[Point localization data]
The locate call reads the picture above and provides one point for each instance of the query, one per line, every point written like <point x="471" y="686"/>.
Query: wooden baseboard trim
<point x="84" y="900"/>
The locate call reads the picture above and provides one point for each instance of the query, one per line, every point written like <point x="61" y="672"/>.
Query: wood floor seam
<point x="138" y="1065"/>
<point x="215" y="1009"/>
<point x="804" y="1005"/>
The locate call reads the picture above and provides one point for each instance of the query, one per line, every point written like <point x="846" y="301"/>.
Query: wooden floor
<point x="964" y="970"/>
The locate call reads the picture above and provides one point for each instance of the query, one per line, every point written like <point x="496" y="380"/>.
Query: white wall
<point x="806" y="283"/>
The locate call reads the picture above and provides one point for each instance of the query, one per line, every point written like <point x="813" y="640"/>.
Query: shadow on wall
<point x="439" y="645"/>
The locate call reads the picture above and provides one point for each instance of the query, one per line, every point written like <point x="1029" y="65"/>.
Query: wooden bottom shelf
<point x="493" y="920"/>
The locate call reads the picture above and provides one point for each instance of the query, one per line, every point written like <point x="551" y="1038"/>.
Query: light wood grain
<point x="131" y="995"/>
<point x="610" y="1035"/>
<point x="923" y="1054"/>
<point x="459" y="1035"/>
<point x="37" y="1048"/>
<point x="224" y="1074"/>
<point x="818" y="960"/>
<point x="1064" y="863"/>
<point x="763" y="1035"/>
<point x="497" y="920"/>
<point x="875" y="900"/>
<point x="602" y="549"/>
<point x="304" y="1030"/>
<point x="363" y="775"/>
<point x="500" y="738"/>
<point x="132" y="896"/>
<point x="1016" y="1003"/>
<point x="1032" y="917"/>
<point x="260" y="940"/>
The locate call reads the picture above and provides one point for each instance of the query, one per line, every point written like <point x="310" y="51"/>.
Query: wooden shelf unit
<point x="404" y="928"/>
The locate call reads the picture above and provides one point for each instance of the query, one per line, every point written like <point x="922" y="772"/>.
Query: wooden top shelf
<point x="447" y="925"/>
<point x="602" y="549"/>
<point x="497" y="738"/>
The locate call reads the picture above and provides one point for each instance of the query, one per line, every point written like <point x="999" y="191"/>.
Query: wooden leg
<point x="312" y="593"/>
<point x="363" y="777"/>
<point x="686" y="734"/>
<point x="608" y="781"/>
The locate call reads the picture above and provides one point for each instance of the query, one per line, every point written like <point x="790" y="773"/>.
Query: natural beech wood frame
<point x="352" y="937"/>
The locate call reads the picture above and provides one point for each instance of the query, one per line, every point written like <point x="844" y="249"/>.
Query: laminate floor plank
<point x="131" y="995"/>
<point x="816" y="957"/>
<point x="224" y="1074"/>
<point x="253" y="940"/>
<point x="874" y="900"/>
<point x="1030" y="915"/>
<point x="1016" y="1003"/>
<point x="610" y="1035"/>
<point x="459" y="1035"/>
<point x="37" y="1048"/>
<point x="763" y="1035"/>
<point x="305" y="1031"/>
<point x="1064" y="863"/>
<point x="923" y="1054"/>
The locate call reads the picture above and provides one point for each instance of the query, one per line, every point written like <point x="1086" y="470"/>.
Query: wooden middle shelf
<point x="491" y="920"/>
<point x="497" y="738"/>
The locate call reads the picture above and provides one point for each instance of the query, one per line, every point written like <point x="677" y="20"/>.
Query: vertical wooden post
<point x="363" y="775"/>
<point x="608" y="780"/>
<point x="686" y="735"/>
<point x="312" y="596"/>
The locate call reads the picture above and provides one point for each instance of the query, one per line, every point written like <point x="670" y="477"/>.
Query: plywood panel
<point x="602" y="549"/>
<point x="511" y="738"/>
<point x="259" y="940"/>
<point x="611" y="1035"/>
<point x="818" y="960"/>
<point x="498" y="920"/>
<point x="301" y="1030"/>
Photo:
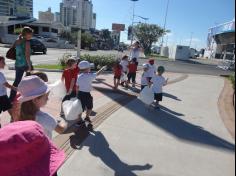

● Exercise details:
Write the lines above out again exactly, without any of their pictures.

● Your solution:
The locate call reads the picture above and provides one point for each instance of the query, one per line, every point written like <point x="471" y="686"/>.
Query: wooden baseboard trim
<point x="84" y="900"/>
The locate call reads the picture above and provides one point for each instance of the query, one per line, every point written like <point x="61" y="672"/>.
Query: wood floor seam
<point x="138" y="1065"/>
<point x="215" y="1009"/>
<point x="804" y="1005"/>
The locate call reads the picture above and provides one point for each instance of the query, one per line, every point written like <point x="846" y="301"/>.
Query: wooden floor
<point x="964" y="970"/>
The locate call reads the picture above and provides one point for each instance of the query, one per line, every point written like <point x="496" y="380"/>.
Query: white wall
<point x="806" y="283"/>
The locate call reads the picture above and provides one point for each instance of the query, one per line, every point written like <point x="813" y="640"/>.
Query: shadow on wall
<point x="439" y="645"/>
The locate call reads the picture above and provides one point for each instance of the query, one per line, every point written like <point x="1029" y="65"/>.
Query: wooden bottom shelf
<point x="493" y="920"/>
The locate call reads the picture above and provides one point for each instance of the query, one per line, every point written like <point x="551" y="1038"/>.
Query: light wood grain
<point x="131" y="995"/>
<point x="610" y="1035"/>
<point x="923" y="1054"/>
<point x="459" y="1035"/>
<point x="37" y="1048"/>
<point x="224" y="1074"/>
<point x="818" y="960"/>
<point x="1064" y="863"/>
<point x="763" y="1035"/>
<point x="497" y="920"/>
<point x="875" y="900"/>
<point x="602" y="549"/>
<point x="304" y="1030"/>
<point x="363" y="775"/>
<point x="500" y="738"/>
<point x="132" y="896"/>
<point x="1016" y="1003"/>
<point x="1032" y="917"/>
<point x="260" y="940"/>
The locate call reads the picture above and provides one point for each instance of the query, one per line, every point written like <point x="310" y="51"/>.
Query: wooden shelf unit
<point x="404" y="928"/>
The locate call reads the picture above and provides one point for each instance of the query, one per line, every point written like <point x="922" y="772"/>.
Query: wooden top shelf
<point x="447" y="925"/>
<point x="602" y="549"/>
<point x="497" y="738"/>
The locate call reads the picture above and provides one point for each instance of the query, one per line, every point written like <point x="999" y="191"/>.
Query: wooden leg
<point x="312" y="593"/>
<point x="363" y="777"/>
<point x="686" y="734"/>
<point x="608" y="781"/>
The locate call reads the picture above and provides one point for each instance of the query, one per line, every point written like <point x="790" y="773"/>.
Query: natural beech wood frame
<point x="352" y="937"/>
The locate call reads the picture above and provides one point for each instance of the query, one per line, every point written like <point x="844" y="249"/>.
Query: laminate floor plank
<point x="131" y="995"/>
<point x="816" y="957"/>
<point x="224" y="1074"/>
<point x="253" y="940"/>
<point x="874" y="900"/>
<point x="1030" y="915"/>
<point x="1016" y="1003"/>
<point x="610" y="1035"/>
<point x="459" y="1035"/>
<point x="37" y="1048"/>
<point x="763" y="1035"/>
<point x="305" y="1031"/>
<point x="1064" y="863"/>
<point x="923" y="1054"/>
The locate call reads the picture above and provides one point for each instance of the query, one per line, every point written like <point x="1086" y="470"/>.
Query: wooden middle shelf
<point x="491" y="920"/>
<point x="497" y="738"/>
The locate call reads the picture above and provides one point for each instance of the query, one per line, every point written like <point x="677" y="20"/>.
Query: vertical wooden post
<point x="363" y="775"/>
<point x="608" y="780"/>
<point x="686" y="735"/>
<point x="312" y="596"/>
The locate call reads the picture above and provides one point for each instance of the query, one per line, every point written like <point x="670" y="477"/>.
Query: plywood panel
<point x="602" y="549"/>
<point x="511" y="738"/>
<point x="259" y="940"/>
<point x="611" y="1035"/>
<point x="818" y="960"/>
<point x="498" y="920"/>
<point x="301" y="1030"/>
Photo:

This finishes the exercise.